Any chance to expand this to other continents as well? What's blocking you
from including Europe for example?

I did a test search (New York, NY to Montreal, Canada) and I got a pop-up
asking me to spread the knowledge on social network if I like the site - at
this point in time it's too soon to ask for that, consider moving that to a
later stage of the workflow.

Perhaps you could consider limiting the suggestions to random ~30 results no
matter the length of the trip as to me it looks like that currently the longer
the journey, the more suggestions you give.

Other than that, I became strongly interested as this type of travelling we
prefer. I'd love to learn about the news on the progress, would it be possible
to sign-up for a newsletter?

If you want feedback from more people, you can try
[https://usability.testing.exchange](https://usability.testing.exchange)
(disclaimer: I am associated with it).

------
qrv3w
This was a fun weekend project that I made because I will soon be moving and
wanted to find some cool places to stop. Here's an example of the output (SF
to LV):
[https://makemydrive.fun/directions/HipHummingbird](https://makemydrive.fun/directions/HipHummingbird).

In case anyone is curious about how it works the source is available [1]. It
is written in Go and it relies heavily on the amazing Open Source Routing
Machine backend [2]. Would love any feedback on improvements on the design or
code.

[1]:
[https://github.com/schollz/makemydrivefun](https://github.com/schollz/makemydrivefun)

[2]: [https://github.com/Project-OSRM/osrm-
backend](https://github.com/Project-OSRM/osrm-backend)

______________________________

EXERCISES:
1 > Using the thread, answer each question briefly:
(a) Between which two places did the commenter run a test search?
(b) In what programming language is the project written?
(c) Which backend does the project rely heavily on?
2 > For each statement, say whether the thread supports it, and quote the words that decide it:
(a) The commenter proposes capping the suggestions at roughly 30 random results.
(b) The project took several months to build.
(c) The commenter has no connection to the usability testing site they recommend.
Nothing in the material that comes after this thread is used here.

SUPPLIED MATERIAL:

______________________________

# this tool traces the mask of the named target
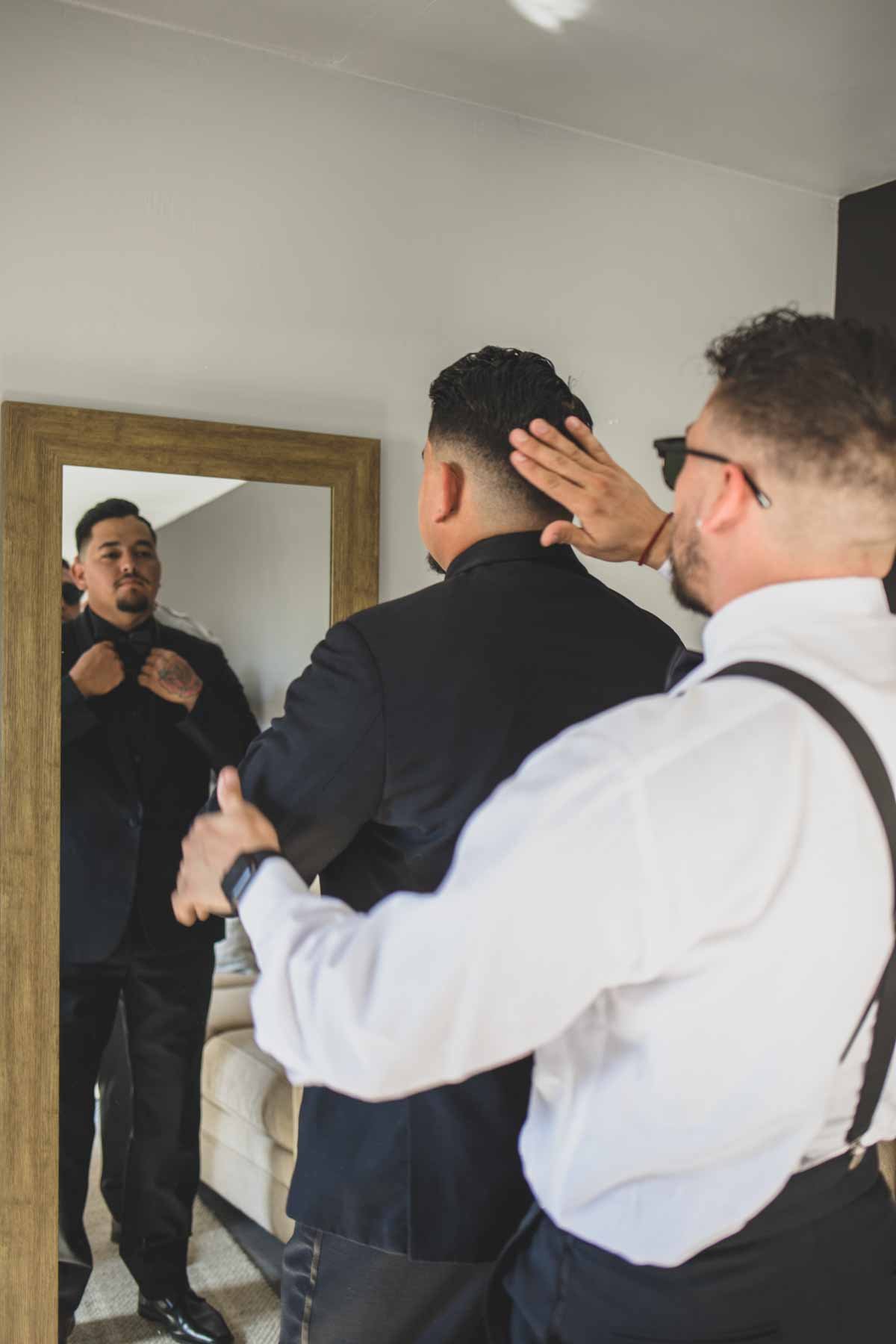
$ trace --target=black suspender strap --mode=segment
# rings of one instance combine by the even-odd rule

______________________________

FULL SOLUTIONS:
1 >
(a) New York, NY and Montreal, Canada
(b) Go
(c) The Open Source Routing Machine backend

2 >
(a) Yes: "limiting the suggestions to random ~30 results no matter the length of the trip"
(b) No: "This was a fun weekend project"
(c) No: "disclaimer: I am associated with it"